* **Required task**: Copy each row below character for character, without changing any word, number or punctuation mark.
+ + +
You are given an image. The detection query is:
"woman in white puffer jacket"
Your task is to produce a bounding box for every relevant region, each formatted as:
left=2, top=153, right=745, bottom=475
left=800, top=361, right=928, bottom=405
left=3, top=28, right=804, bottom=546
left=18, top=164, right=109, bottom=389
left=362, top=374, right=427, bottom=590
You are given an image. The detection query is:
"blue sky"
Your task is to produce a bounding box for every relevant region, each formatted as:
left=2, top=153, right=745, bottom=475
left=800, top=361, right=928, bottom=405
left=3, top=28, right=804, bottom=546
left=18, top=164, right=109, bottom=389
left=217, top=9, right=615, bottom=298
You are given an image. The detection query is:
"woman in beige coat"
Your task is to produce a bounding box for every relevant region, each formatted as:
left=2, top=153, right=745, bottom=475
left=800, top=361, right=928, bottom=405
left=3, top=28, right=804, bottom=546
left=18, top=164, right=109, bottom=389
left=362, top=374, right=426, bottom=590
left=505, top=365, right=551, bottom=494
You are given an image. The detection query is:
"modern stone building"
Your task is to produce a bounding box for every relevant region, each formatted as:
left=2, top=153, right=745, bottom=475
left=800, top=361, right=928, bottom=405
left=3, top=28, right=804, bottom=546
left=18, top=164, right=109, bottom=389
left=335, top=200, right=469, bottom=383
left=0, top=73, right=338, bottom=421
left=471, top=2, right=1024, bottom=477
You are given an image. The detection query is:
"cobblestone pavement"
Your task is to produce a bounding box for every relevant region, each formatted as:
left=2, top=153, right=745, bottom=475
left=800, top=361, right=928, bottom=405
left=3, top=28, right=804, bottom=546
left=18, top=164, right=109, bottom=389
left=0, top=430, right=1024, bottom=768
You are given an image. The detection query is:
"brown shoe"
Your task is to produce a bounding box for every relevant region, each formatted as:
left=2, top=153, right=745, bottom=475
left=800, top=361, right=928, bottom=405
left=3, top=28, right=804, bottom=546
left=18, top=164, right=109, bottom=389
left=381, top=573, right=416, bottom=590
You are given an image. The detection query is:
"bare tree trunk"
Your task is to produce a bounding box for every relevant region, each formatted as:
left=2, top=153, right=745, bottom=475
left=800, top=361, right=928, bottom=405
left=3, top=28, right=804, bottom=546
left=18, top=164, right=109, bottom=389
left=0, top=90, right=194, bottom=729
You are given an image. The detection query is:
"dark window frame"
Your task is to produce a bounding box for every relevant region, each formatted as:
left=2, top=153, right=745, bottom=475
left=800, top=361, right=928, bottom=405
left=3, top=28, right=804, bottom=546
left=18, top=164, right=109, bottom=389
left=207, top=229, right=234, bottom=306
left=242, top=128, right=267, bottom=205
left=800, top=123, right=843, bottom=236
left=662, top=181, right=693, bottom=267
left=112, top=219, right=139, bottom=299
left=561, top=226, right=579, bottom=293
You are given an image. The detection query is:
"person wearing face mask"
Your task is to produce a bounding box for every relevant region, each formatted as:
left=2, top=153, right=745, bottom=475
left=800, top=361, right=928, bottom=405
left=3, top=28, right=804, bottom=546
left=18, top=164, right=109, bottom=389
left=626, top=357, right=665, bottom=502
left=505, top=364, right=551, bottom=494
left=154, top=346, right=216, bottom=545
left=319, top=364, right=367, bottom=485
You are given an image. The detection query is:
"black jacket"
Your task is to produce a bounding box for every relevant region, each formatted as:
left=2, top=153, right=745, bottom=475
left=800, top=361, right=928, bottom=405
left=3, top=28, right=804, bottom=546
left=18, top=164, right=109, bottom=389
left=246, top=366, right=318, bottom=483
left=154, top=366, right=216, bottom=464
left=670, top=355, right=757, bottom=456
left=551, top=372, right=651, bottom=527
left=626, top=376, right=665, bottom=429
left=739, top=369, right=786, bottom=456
+ + +
* **Expected output**:
You are given an image. The detection query is:
"woman in white puffer jacket"
Your task is to produce a bounding box for every relevant region, each formatted as:
left=2, top=153, right=745, bottom=475
left=800, top=361, right=928, bottom=405
left=3, top=28, right=804, bottom=546
left=18, top=164, right=109, bottom=389
left=362, top=374, right=427, bottom=590
You are given an image. The detection query is:
"blue sky"
Your task is to produce a bounding box for every relevant region, each formatted as:
left=2, top=153, right=745, bottom=475
left=800, top=361, right=928, bottom=405
left=3, top=28, right=804, bottom=546
left=18, top=164, right=109, bottom=389
left=217, top=9, right=615, bottom=298
You are given an image. The detection query is:
"woman in beige coat"
Your task is to produce a bounding box for every relevant region, each formatted as:
left=2, top=153, right=745, bottom=475
left=800, top=361, right=928, bottom=405
left=3, top=28, right=804, bottom=546
left=18, top=164, right=109, bottom=389
left=362, top=374, right=426, bottom=590
left=505, top=365, right=551, bottom=494
You are given an image. The detection query is:
"modern stone building"
Your task is to produce a bounding box for every relevant region, each formatted as:
left=2, top=153, right=745, bottom=475
left=800, top=361, right=928, bottom=405
left=3, top=28, right=804, bottom=546
left=18, top=164, right=109, bottom=389
left=335, top=200, right=469, bottom=383
left=0, top=73, right=338, bottom=421
left=471, top=2, right=1024, bottom=477
You are given an image. The detection query is:
"cobblestone pavement"
Your task is to produce a bounding box for every relevant region, each formatted as:
left=2, top=153, right=745, bottom=475
left=800, top=361, right=928, bottom=405
left=3, top=28, right=804, bottom=546
left=18, top=164, right=109, bottom=389
left=0, top=430, right=1024, bottom=768
You are given an image. The detection query is:
"brown shoe"
Your task is to produce a bounding box for every relevant region, each formatted as:
left=2, top=153, right=745, bottom=475
left=800, top=361, right=928, bottom=405
left=3, top=28, right=804, bottom=546
left=18, top=164, right=109, bottom=389
left=381, top=573, right=416, bottom=590
You are given an image. The detection query is:
"bare tree trunk"
Your task is to produce a bounding box for every relevant region, each formatted as:
left=2, top=153, right=745, bottom=475
left=800, top=361, right=928, bottom=405
left=3, top=28, right=804, bottom=546
left=18, top=164, right=109, bottom=389
left=0, top=90, right=194, bottom=729
You are given an image. The detection query is:
"dark window frame"
Your task is to produce a bounding box for every relevant region, each formatted as:
left=2, top=153, right=745, bottom=475
left=800, top=361, right=928, bottom=405
left=3, top=28, right=804, bottom=546
left=18, top=164, right=109, bottom=389
left=207, top=229, right=234, bottom=306
left=242, top=128, right=267, bottom=205
left=800, top=123, right=843, bottom=236
left=662, top=181, right=693, bottom=267
left=112, top=219, right=139, bottom=299
left=561, top=226, right=579, bottom=293
You are given an image. The detection query is:
"person wearing face mask"
Your task is to produce a bounding box for every relevant region, each formatted as:
left=2, top=153, right=745, bottom=475
left=800, top=361, right=928, bottom=405
left=3, top=28, right=804, bottom=546
left=18, top=164, right=109, bottom=389
left=626, top=357, right=665, bottom=502
left=505, top=364, right=551, bottom=494
left=154, top=346, right=216, bottom=545
left=319, top=364, right=367, bottom=485
You are given an image. The detection query is:
"black jacket"
Your task is to produce a bounding box for every relevant region, each formatted as:
left=2, top=153, right=745, bottom=475
left=800, top=361, right=928, bottom=405
left=3, top=28, right=804, bottom=546
left=18, top=164, right=109, bottom=389
left=246, top=366, right=318, bottom=483
left=154, top=366, right=216, bottom=464
left=670, top=355, right=757, bottom=456
left=551, top=372, right=651, bottom=527
left=626, top=376, right=665, bottom=429
left=739, top=369, right=786, bottom=456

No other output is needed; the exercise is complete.